WHAT YOU NEED TO DO:
Go through the listing below and reproduce it word for word.

:::::

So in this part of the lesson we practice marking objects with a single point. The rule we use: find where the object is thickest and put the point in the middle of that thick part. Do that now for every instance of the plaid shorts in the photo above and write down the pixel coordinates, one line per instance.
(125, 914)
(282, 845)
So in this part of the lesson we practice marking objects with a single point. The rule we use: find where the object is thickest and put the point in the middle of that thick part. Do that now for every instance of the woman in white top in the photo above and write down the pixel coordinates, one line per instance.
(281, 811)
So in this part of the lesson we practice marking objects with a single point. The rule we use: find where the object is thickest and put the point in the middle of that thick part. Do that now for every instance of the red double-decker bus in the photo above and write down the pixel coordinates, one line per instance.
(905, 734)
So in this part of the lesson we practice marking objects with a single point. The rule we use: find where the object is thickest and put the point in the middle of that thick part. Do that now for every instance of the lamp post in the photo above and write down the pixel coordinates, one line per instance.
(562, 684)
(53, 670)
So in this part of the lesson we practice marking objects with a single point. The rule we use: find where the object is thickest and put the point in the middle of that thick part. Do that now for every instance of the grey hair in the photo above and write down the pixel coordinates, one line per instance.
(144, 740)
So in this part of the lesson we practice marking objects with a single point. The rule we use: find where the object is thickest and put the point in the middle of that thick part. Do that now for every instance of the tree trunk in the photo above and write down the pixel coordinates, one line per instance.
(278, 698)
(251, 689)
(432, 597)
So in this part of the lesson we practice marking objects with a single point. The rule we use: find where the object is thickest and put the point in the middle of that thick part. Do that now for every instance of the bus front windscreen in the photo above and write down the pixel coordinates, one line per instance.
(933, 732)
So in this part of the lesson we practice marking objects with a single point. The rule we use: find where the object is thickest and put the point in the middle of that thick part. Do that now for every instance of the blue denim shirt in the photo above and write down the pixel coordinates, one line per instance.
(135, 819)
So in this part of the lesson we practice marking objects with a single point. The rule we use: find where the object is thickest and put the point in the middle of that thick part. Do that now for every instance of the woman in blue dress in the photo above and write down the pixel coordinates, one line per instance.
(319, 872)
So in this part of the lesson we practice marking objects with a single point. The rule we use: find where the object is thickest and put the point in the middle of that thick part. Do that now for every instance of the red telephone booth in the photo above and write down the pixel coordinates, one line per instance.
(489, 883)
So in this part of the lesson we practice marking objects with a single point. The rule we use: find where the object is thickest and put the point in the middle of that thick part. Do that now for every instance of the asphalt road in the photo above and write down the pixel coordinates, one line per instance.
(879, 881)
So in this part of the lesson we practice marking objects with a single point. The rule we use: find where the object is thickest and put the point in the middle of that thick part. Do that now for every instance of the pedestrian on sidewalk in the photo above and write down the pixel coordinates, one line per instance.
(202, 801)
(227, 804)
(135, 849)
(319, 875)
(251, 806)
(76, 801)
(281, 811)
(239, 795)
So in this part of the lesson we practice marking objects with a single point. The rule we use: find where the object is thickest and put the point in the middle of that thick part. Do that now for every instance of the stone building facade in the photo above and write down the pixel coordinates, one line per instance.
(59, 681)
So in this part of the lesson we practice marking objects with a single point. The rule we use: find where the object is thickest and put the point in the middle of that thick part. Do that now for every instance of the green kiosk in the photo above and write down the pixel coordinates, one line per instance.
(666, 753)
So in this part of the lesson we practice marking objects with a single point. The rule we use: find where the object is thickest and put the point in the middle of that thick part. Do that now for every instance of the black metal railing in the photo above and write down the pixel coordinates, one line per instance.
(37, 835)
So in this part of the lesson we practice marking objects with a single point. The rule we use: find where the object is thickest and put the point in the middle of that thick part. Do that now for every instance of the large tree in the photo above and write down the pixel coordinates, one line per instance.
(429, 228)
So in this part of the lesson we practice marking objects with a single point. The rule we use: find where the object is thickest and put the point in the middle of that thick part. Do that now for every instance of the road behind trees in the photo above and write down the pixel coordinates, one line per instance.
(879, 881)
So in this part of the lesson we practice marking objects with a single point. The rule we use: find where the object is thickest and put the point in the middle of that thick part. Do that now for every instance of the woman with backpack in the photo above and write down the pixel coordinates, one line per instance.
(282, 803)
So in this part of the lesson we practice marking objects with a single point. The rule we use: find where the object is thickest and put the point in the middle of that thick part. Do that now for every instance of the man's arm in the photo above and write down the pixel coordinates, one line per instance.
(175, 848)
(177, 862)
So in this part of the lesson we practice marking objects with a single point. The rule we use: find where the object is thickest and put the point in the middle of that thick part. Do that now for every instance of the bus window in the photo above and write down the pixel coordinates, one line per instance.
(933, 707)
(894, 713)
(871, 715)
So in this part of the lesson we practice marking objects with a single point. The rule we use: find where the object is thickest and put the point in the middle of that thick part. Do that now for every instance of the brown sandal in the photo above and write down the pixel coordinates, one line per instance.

:::::

COMPLETED EXERCISE:
So in this part of the lesson we practice marking objects with a single point. The rule we use: find where the object is thickest and put the point in the middle of that thick part. Do that now for every instance of the plaid shorts in the photo above and write down the pixel coordinates, one line per instance.
(125, 914)
(282, 845)
So in this part of the lesson we practice marking objects with a single point. The rule we use: find where the object is thickest and put the point in the middle of that thick part. Do that now for every instance of the woman in white top in the photo above and write down the pixel coordinates, one line per instance.
(281, 811)
So in this part of the lesson we practice marking objects with a single point. The rule we use: find where the object is thickest and put the point in the middle of that thick part. Do that now for every instance of the red double-decker bus in the photo above and write down the pixel coordinates, one line per instance.
(905, 734)
So in this part of the lesson we practice marking objects with a single point. The rule we use: find where the object is thickest and put the point in the middle of that thick part. Do that now for every instance of the lamp post in the photo above and write down the pixel coordinates, one line per instance.
(562, 684)
(53, 670)
So in this part of the lesson we practice marking objects with a single point. The rule we use: find where the object is thickest and put the point in the middle of that thick part. Do that now for every instance of the grey hair in the photo above and write down the pixel coordinates, one line per instance.
(144, 740)
So in this part of the lesson we practice marking objects with a single point. The rule we use: find where the object is thickest and put the point in the middle of that thick part. Do that now for every instance of the tree trunk in the photo above and write down the pixel coordinates, one line per instance.
(278, 698)
(251, 689)
(432, 597)
So in this part of the lesson we practice marking objects with a single point. The rule we use: find where the object is thickest and put the point in the middle of that thick part. Do that now for every instance of the bus front windscreen in the photo above and write down the pixel coordinates, one line per instance.
(933, 732)
So in this part of the lesson we practice marking objects with a single point. The rule we use: find where the object is thickest and put the point in the middle of that thick part. Do that now for every instance of the blue denim shirt in the photo above and write down the pixel coordinates, one line per instance.
(135, 819)
So in this part of the lesson we practice marking objects with a single point. The rule we use: find where the object is thickest and put the point in the middle of that thick part. Do that now for every instance of the woman in blue dress in the photo above and write down the pixel coordinates, one line per instance.
(319, 872)
So in this part of the lesson we practice marking objects with a single point. The rule we use: find where the object is thickest and put the point in the middle of that thick part. Do that now for every instance of the red telephone booth in the photo above and write down the pixel coordinates, one line per instance.
(489, 883)
So in this part of the lesson we practice marking objects with a single point. The rule we use: find where the object is thickest and put the point in the middle of that thick part. Do that now for every instance of the asphalt road in the photo above and write down the pixel coordinates, one line per instance.
(879, 881)
So in this part of the lesson we practice marking objects with a single point. The rule we use: find where the object is thickest and put the point in the middle of that thick part. Do that now for every instance of the pedestrian on sidewalk in the photo above and write down the pixel coordinates, one line per instance.
(202, 801)
(227, 804)
(135, 849)
(319, 875)
(251, 806)
(76, 801)
(281, 811)
(239, 795)
So in this part of the lesson we practice marking objects with a single point. The rule we use: find where the object is thickest and put the point in the middle of that thick part. Do that now for every instance of the stone building facade in the photo above and write down the pixel coordinates, one line per instance.
(59, 681)
So in this part of the lesson we practice marking objects with a single point. The rule we use: find where the object is thickest and put the point in the middle of that thick part. Do that now for every instance of the green kiosk in the photo above and write down the pixel coordinates, one line per instance.
(666, 753)
So in this part of the lesson we practice marking objects with a single point. The rule we use: find where the object is thickest and put the point in the middle of that thick part. Do that now for every instance of the black metal railing in the photo above and write down the pixel coordinates, one line per instance.
(37, 835)
So in this part of the lesson we practice marking objects with a single point. The rule we use: find where the object is thickest and put the point in the middle of that thick part. Do that now for every instance of the large tree in the photo above and write down the pixel coordinates, one line per instance.
(429, 228)
So in this part of the lesson we practice marking objects with a single point. The rule we use: find where the object is thickest and put the point in the middle of that thick part. Do that now for every instance of the road behind trees in the photo above and write down the pixel coordinates, one line per instance.
(879, 881)
So in this part of the lesson we practice marking objects with a single point. The rule we use: find where the object is thickest and put the point in the middle of that thick part. Do that now for every instance of the woman with backpack in the photo above and write down the pixel coordinates, one line per instance.
(282, 803)
So in this part of the lesson we practice marking objects with a single point. The rule we use: find where the object is thickest and put the point in the middle of that thick part. Do that now for every instance of the man's arm in the photo above and write down the pixel coordinates, one line per instance.
(175, 848)
(177, 862)
So in this part of the lesson we practice marking objects with a single point. The rule we use: find where the object is thickest and put the point in the middle of that thick part. Do that now for every instance of the bus window in the photo above and write down the pixel coordinates, one line per instance.
(933, 707)
(894, 713)
(871, 715)
So in this part of the lesson we practice marking objects with a single point. The rule we use: find where the object is thickest and put the point in the middle of that thick part. Do that now for every instance of the brown sandal in the photo above and write down the pixel coordinates, one line per instance.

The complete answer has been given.